(Records drawn from a dataset)
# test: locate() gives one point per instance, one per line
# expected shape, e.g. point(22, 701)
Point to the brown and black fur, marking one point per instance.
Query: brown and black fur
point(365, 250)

* * *

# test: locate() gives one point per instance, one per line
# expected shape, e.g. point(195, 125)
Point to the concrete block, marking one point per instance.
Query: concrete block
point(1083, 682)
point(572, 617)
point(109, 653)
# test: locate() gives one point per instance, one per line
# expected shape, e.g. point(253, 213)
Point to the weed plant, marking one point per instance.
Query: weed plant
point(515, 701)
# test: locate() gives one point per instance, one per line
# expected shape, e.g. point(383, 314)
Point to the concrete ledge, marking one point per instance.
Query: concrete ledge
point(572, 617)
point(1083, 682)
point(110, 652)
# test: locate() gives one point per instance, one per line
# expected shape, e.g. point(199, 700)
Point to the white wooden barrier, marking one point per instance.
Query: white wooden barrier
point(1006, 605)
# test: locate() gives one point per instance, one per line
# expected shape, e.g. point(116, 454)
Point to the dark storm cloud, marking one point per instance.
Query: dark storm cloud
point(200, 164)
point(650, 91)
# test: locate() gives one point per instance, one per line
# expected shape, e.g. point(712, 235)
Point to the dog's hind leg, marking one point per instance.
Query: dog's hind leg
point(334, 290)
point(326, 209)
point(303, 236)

==

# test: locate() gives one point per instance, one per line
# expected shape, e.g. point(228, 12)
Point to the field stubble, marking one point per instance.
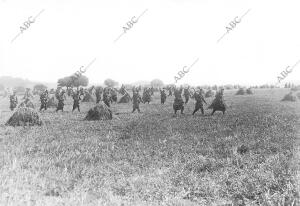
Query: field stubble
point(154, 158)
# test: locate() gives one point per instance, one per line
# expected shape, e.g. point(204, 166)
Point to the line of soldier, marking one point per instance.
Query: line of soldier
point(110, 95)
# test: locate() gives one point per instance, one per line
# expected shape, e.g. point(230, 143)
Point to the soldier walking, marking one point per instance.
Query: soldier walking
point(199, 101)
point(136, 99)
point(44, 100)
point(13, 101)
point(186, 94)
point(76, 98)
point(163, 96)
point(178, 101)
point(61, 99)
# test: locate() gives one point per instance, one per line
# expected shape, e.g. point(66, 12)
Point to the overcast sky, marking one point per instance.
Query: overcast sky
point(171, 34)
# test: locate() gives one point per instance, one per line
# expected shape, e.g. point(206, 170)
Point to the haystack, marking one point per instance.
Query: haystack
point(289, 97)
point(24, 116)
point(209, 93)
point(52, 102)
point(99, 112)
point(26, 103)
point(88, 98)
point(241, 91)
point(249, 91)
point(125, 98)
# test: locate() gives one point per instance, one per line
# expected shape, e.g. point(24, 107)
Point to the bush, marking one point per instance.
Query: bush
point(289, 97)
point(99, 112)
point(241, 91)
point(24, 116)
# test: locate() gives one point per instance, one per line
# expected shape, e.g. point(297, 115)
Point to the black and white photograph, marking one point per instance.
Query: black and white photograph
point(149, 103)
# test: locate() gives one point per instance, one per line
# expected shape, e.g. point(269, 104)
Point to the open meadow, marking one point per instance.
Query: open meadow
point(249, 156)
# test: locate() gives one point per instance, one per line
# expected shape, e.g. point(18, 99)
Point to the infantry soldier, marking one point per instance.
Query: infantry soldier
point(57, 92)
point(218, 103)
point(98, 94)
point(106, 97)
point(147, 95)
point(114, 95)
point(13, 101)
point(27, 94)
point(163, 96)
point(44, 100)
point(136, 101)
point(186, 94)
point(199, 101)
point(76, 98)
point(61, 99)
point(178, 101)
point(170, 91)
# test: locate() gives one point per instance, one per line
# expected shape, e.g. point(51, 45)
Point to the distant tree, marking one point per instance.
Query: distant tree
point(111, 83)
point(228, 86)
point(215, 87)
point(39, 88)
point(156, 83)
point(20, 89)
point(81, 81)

- Task directions
Your answer should be the exact lines above from the one with "Point to the haystack, marking" through the one with "Point to the infantry", both included, and nothing besides.

- Response to the exercise
Point to the haystack, marking one point per instance.
Query: haystack
point(289, 97)
point(24, 116)
point(209, 93)
point(52, 102)
point(99, 112)
point(26, 103)
point(88, 98)
point(241, 91)
point(249, 91)
point(125, 98)
# test: locate() gives one point per instance, one per line
# expected shape, e.g. point(24, 107)
Point to the bush, marking one point per instance.
Query: bush
point(289, 97)
point(99, 112)
point(241, 91)
point(24, 116)
# test: locate() gives one point per instance, one per line
# expected shape, e.g. point(297, 115)
Point to the black and white photograph, marking one point per instance.
Query: black and white photograph
point(149, 103)
# test: locate() gives one point per instance, one per line
# expected shape, e.g. point(269, 104)
Point to the open meadow, marking one point per instance.
Query: open meadow
point(249, 156)
# test: locate() gives one point per instance, one per line
# expected shape, e.g. point(18, 99)
Point to the infantry soldier, marking one point per instance.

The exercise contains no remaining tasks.